_TO DO_.
Copy every one of the following rows word for word.

[START OF MATERIAL PROVIDED]

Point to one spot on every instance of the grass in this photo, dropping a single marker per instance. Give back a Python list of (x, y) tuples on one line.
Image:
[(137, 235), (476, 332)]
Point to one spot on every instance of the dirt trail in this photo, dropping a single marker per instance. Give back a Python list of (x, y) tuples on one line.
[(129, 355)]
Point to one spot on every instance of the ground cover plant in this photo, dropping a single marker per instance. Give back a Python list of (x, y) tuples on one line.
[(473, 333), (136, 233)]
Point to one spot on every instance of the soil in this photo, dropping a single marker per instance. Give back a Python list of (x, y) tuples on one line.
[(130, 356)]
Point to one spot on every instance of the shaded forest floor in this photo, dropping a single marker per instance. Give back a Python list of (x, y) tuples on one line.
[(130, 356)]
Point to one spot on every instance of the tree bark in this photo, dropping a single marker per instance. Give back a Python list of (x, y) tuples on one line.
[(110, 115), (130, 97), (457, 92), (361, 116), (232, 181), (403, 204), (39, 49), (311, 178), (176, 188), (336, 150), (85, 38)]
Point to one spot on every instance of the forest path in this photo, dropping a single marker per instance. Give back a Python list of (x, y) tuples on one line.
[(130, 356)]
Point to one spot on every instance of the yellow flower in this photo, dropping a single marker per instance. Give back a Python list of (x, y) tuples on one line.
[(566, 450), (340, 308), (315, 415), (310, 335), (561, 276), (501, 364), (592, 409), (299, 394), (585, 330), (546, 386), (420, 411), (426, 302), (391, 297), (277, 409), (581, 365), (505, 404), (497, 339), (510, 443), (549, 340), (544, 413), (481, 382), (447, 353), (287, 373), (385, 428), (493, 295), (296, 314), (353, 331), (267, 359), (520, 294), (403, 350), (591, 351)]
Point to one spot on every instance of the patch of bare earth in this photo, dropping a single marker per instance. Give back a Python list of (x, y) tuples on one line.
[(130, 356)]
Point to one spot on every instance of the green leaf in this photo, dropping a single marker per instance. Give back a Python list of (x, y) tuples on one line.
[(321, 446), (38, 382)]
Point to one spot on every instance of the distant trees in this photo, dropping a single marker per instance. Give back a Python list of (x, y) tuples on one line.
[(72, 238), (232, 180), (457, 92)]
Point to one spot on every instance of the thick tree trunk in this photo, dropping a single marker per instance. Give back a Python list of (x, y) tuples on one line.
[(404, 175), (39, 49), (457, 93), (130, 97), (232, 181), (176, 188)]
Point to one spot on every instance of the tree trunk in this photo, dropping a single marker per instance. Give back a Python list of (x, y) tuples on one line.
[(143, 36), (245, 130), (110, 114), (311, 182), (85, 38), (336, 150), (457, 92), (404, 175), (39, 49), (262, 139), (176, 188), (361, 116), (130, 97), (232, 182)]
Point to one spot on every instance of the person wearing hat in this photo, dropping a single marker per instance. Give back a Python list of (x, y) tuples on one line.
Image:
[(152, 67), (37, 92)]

[END OF MATERIAL PROVIDED]

_FINISHED TASK_.
Point to one spot on every instance of the grass in this photo, dropping a single marker per instance. Give back a Python list of (x, y) tuples on one line.
Image:
[(137, 235), (476, 332)]
Point to one spot on every instance of the dirt trail in this photo, dropping a single marker per instance. Give back a Python list of (x, y) tuples on one line.
[(129, 355)]
Point to one spot on every instance of the ground cover plant in this photo, dropping a single marker per instance. Give back a Python list of (x, y) tuples on one line.
[(473, 333), (136, 233)]
Point to one spot on every instance of the soil in this photo, dropping a single marker per instance. Give back a Python list of (x, y) tuples on one line.
[(130, 356)]
Point to one spot on every instance of the shaded forest floor in this photo, dropping a single marker per instance. Give back a Python list of (x, y) tuples on one line.
[(130, 356)]
Point to one spot on every instance of the tree bark in this photo, dropping a single marker per instance. Give back a Python list of (x, y) tuples on one line.
[(110, 115), (130, 97), (457, 92), (361, 116), (232, 181), (403, 204), (39, 49), (311, 178), (176, 188), (336, 150), (85, 38)]
Point to one spot on every instance of the forest path in this photo, dropping a single marker per instance. Give back a Python list of (x, y) tuples on one line.
[(130, 356)]
Point to one spot on every instance of the yellow flower in this photo, dropping a single marker per instance. Give back a Python list of (x, y) tuples on one line.
[(566, 450), (340, 308), (315, 415), (310, 335), (561, 276), (501, 364), (592, 409), (299, 394), (585, 330), (546, 386), (420, 411), (426, 302), (391, 297), (277, 409), (581, 365), (505, 404), (497, 339), (510, 443), (549, 340), (544, 413), (481, 382), (447, 353), (287, 373), (385, 428), (493, 295), (296, 314), (353, 331), (267, 359), (520, 294), (403, 350), (591, 351)]
Point to one spot on every instance of the patch of bare earth in this photo, dropping a single marker per instance. Give back a Python list of (x, y) tuples on one line.
[(130, 356)]
Point to one spot on every instance of the green leaf in this photo, dropping a single marker per instance. Give back a Python list of (x, y) tuples on one line.
[(321, 446), (38, 382)]
Point to one spot on every instance of the distant trees in this photo, dropping a single marker per instance. Give back a Python list of (x, y) tuples on one line.
[(72, 238), (232, 180), (457, 92)]
Point to one spot on every instance of the thick tree trunk in this photo, dropping a single marker per instance. Give back a Python list of (x, y) tuples on one line.
[(404, 175), (39, 49), (457, 93), (130, 97), (232, 181), (176, 188)]
Point to one spot on every instance of the tree trunk in this photo, dropping a single marker per instance. Give back a Python list of (x, y) tuples on one line.
[(143, 36), (245, 130), (110, 114), (311, 182), (85, 38), (336, 150), (457, 92), (404, 175), (39, 49), (262, 139), (176, 188), (361, 116), (130, 97), (232, 182)]
Point to one spot on every instance of the person wearing hat in this photo, dropping a single marker per instance. Give back a Python list of (x, y) tuples on one line.
Image:
[(152, 67), (37, 92)]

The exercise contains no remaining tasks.